→ **Work instructions**
a - Write out the stretch of the passage on Hesiod from "The third important" through "buried at Oenoe.", word for word.
b - Continue the passage on Hesiod's life and death, picking up after its final sentence.

→ **Document passage**
○ ○ ○
Sculpture of the Muses
The Dance of the Muses at Mount Helicon by Bertel Thorvaldsen (1807). Hesiod cites inspiration from the Muses while on Mount Helicon.

The third important figure known to be part of Hesiod’s biography is a woman. She was not the Muses of Helicon, the ones who inspired all of his works. It was also not the Pythia, the Delphic Oracle, priestess of Apollo, who warned warned Hesiod that he would die in Nemea, which caused him to flee to Locris where he was killed at the local temple to Nemean Zeus, and probably buried there. The fourth figure is the woman he fell in love with, seduced, and eventually was murdered by her brothers as a result. His body, it’s said, was cast into the sea was brought to the shore by dolphins and buried at Oenoe.
○ ○ ○
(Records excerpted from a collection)
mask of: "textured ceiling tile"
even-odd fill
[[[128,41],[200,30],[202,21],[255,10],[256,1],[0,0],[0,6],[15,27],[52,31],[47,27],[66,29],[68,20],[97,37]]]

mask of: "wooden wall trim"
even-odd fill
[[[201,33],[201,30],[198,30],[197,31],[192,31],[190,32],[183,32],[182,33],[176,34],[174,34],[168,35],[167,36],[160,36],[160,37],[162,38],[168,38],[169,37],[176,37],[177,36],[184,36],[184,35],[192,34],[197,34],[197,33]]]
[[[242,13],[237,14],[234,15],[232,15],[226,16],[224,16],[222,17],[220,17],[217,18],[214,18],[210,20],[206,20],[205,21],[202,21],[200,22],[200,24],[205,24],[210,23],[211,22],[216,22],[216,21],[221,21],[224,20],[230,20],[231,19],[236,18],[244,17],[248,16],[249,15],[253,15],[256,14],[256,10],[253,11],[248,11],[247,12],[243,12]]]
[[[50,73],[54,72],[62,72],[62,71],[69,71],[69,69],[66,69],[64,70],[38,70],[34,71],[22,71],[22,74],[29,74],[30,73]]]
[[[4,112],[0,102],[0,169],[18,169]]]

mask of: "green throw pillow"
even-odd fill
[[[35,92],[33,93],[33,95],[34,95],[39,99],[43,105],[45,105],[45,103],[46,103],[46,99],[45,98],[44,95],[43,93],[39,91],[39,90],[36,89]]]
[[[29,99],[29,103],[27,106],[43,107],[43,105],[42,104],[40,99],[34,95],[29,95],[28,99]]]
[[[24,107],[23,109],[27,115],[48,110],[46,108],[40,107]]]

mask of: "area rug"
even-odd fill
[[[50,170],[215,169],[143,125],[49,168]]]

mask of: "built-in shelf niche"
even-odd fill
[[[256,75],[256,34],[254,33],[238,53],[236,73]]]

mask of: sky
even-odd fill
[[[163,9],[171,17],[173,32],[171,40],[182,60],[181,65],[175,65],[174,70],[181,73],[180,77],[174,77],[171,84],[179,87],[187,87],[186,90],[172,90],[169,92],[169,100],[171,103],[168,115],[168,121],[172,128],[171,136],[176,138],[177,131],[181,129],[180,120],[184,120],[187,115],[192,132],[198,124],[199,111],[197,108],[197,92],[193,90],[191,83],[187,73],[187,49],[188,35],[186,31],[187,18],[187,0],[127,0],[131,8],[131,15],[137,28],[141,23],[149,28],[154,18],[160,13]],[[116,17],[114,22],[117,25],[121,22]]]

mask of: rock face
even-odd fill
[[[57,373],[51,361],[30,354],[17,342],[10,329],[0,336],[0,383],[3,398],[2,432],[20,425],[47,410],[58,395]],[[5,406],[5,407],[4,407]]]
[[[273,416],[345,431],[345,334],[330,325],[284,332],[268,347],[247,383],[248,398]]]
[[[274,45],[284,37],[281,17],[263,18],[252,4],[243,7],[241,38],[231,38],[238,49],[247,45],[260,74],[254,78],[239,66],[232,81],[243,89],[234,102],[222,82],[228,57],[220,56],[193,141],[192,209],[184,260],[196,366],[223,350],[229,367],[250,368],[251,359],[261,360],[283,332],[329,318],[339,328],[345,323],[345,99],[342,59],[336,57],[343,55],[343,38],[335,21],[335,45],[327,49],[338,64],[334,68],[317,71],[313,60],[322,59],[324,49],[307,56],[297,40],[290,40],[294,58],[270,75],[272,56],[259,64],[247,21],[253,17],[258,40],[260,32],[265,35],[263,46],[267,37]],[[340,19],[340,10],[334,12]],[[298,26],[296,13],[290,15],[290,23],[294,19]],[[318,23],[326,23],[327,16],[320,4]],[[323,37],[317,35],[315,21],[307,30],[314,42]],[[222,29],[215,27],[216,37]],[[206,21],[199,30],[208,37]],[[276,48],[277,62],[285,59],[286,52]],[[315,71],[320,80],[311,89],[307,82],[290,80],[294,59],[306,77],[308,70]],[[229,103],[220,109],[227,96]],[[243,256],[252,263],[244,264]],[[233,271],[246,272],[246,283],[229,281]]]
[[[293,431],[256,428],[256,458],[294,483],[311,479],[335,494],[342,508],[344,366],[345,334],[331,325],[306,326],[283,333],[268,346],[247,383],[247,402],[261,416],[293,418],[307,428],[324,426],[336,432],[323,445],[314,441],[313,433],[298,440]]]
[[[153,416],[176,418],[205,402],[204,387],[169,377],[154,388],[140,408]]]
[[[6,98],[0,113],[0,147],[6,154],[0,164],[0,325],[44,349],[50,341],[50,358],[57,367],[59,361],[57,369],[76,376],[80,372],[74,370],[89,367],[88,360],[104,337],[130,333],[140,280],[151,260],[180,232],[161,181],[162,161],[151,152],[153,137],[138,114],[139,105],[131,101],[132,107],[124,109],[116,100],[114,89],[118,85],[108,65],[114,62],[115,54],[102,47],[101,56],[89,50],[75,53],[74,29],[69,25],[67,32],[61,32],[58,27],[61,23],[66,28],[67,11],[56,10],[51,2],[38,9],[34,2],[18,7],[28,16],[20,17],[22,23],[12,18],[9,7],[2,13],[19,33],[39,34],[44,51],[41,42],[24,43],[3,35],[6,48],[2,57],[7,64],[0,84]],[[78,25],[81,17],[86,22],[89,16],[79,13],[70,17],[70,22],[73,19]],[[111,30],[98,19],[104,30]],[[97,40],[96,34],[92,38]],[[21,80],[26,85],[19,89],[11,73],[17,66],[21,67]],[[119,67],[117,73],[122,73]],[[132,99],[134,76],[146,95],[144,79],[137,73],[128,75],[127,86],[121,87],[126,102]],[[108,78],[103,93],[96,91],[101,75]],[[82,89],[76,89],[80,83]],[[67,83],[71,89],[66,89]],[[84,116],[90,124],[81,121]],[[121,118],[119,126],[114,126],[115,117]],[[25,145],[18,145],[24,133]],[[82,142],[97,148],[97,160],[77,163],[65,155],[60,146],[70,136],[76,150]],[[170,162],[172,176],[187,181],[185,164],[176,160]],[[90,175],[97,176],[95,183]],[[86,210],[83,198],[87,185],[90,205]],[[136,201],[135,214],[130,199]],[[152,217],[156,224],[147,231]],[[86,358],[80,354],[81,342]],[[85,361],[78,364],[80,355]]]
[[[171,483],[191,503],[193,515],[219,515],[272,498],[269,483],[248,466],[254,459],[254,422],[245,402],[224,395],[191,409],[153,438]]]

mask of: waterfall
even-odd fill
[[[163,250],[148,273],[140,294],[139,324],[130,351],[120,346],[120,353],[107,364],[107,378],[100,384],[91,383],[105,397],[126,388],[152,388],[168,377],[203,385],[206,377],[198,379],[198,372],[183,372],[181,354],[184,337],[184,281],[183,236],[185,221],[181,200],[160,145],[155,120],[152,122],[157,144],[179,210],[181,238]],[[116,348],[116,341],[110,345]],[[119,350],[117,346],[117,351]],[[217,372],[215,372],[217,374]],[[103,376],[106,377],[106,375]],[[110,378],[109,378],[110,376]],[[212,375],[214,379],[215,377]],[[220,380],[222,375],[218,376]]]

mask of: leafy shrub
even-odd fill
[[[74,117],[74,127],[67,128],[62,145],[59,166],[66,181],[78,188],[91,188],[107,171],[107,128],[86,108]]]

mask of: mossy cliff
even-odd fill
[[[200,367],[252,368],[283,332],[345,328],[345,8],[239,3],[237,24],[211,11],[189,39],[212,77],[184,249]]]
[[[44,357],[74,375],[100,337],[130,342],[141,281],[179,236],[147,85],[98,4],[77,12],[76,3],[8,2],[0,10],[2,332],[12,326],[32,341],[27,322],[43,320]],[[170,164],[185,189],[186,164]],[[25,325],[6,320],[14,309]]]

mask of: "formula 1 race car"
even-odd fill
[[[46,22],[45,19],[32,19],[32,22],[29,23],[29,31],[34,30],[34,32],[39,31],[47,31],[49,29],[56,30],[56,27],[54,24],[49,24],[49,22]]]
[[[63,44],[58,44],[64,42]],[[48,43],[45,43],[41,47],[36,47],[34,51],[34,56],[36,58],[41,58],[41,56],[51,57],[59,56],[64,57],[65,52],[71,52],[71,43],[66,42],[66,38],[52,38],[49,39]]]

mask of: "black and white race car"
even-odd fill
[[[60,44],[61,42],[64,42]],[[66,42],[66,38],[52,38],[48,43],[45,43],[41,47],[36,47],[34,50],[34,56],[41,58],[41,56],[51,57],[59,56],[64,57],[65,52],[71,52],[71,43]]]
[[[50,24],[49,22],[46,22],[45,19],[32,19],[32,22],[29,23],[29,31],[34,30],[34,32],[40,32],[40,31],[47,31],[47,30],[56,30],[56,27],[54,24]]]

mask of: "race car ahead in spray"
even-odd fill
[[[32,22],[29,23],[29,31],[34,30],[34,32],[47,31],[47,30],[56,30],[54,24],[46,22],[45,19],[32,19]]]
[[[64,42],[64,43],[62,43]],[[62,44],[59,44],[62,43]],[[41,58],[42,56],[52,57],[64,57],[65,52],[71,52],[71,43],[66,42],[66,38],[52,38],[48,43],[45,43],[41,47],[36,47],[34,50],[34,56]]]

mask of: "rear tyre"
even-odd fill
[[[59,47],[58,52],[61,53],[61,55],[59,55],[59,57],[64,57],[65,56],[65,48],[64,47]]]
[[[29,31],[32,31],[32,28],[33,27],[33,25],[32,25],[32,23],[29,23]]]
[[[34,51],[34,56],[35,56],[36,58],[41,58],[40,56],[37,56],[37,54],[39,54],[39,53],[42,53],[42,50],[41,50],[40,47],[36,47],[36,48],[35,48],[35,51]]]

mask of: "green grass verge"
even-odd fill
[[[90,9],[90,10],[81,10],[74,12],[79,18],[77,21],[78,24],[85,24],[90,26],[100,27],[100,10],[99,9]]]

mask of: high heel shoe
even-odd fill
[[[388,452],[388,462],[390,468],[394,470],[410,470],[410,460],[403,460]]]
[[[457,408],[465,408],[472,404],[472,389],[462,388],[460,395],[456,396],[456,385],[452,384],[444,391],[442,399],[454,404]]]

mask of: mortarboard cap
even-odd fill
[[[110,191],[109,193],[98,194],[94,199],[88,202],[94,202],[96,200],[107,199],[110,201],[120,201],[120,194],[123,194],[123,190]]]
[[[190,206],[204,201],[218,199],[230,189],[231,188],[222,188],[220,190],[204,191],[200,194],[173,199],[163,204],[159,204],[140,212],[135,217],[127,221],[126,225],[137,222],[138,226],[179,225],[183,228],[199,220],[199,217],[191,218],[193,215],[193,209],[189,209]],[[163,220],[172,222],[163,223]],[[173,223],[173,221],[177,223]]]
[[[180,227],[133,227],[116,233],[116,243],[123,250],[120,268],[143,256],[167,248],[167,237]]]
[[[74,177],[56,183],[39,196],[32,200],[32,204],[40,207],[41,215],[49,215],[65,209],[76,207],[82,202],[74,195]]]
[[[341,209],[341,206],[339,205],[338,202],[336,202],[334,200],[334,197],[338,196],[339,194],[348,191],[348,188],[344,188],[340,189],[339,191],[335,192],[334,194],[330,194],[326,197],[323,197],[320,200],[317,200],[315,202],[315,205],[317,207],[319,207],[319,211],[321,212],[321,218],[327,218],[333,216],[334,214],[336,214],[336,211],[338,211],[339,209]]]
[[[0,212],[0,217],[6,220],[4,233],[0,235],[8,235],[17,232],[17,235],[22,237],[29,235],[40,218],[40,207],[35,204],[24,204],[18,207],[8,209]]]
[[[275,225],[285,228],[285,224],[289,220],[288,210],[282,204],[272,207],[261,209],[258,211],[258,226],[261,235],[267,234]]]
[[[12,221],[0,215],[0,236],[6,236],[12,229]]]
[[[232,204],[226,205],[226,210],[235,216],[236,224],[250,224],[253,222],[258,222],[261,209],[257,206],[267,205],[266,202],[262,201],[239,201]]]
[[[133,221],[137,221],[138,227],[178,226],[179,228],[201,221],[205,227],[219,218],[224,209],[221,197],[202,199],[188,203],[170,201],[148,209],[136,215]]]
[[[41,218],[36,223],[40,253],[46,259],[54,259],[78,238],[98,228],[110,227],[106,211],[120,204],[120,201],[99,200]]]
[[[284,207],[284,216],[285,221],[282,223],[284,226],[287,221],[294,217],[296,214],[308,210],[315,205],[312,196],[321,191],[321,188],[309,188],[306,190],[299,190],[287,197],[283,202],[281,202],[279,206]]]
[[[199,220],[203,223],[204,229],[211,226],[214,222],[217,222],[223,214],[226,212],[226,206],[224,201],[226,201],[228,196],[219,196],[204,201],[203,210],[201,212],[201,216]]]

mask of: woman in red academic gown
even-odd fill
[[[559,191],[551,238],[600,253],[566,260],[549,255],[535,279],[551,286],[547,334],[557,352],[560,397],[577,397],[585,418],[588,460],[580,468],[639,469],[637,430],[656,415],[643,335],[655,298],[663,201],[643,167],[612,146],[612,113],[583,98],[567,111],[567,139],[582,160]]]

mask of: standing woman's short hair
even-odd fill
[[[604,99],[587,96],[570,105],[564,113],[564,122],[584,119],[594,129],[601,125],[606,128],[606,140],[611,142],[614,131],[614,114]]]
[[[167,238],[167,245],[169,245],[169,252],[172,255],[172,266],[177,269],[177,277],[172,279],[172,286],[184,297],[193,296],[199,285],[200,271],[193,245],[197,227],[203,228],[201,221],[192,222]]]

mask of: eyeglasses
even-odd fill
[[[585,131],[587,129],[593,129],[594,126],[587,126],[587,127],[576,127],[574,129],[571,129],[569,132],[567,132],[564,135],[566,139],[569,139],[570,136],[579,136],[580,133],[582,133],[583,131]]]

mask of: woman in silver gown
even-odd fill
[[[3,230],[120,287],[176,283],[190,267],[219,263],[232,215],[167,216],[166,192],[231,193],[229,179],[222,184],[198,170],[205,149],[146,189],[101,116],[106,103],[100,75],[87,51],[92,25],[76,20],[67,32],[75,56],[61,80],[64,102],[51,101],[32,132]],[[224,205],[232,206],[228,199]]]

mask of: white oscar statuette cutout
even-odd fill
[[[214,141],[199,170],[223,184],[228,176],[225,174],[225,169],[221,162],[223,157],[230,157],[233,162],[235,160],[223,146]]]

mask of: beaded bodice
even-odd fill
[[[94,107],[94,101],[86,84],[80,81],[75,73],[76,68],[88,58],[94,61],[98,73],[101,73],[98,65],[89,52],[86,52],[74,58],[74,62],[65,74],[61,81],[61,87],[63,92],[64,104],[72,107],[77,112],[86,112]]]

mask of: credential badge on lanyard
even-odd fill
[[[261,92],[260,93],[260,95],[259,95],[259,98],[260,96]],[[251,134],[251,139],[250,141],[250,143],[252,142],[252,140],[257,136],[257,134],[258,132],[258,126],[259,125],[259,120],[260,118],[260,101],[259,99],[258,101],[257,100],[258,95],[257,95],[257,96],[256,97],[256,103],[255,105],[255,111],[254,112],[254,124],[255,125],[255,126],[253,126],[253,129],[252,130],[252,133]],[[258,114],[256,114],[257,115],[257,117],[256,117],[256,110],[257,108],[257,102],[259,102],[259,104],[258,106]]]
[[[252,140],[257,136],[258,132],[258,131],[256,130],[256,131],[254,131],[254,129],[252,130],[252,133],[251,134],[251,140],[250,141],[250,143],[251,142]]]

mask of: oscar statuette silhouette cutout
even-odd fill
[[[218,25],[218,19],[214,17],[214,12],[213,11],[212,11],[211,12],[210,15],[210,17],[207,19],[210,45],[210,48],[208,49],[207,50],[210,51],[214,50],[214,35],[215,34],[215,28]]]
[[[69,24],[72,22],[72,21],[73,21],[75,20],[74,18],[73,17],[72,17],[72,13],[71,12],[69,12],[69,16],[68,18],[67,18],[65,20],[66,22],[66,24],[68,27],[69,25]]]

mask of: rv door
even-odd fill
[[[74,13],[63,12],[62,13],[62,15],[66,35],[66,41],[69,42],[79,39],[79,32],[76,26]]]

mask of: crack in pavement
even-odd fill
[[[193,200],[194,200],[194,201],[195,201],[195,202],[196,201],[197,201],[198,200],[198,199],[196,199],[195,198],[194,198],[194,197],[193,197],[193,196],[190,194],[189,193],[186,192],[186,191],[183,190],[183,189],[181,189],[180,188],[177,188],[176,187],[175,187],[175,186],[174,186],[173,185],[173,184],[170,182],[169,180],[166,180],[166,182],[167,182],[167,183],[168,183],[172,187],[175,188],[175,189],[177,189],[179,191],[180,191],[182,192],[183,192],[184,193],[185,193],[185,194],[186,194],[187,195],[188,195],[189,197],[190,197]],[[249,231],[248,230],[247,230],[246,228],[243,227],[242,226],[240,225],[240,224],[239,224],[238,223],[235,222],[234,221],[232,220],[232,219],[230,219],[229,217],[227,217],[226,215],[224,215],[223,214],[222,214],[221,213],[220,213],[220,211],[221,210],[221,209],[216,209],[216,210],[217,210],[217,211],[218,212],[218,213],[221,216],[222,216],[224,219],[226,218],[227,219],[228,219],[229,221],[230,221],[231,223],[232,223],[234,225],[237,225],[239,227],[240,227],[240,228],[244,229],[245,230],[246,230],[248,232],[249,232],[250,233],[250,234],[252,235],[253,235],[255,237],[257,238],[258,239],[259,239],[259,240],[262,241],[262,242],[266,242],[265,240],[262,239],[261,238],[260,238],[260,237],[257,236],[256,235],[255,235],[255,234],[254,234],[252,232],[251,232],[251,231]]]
○ ○ ○
→ **Responses**
a -
The third important figure known to be part of Hesiod’s biography is a woman. She was not the Muses of Helicon, the ones who inspired all of his works. It was also not the Pythia, the Delphic Oracle, priestess of Apollo, who warned warned Hesiod that he would die in Nemea, which caused him to flee to Locris where he was killed at the local temple to Nemean Zeus, and probably buried there. The fourth figure is the woman he fell in love with, seduced, and eventually was murdered by her brothers as a result. His body, it’s said, was cast into the sea was brought to the shore by dolphins and buried at Oenoe.

b -
3rd Century mosaic of Hesiod

Here, we will end the story of Hesiod with a description of his final moments, an epigram by Alcaeus of Messene:

“When in the shady Locrian grove Hesiod lay dead,
the Nymphs washed his body with water from their own springs,
and heaped high his grave;
and thereon the goat-herds sprinkled offerings of milk mingled with yellow-honey:
such was the utterance of the nine Muses that he breathed forth,
that old man who had tasted of their pure springs.”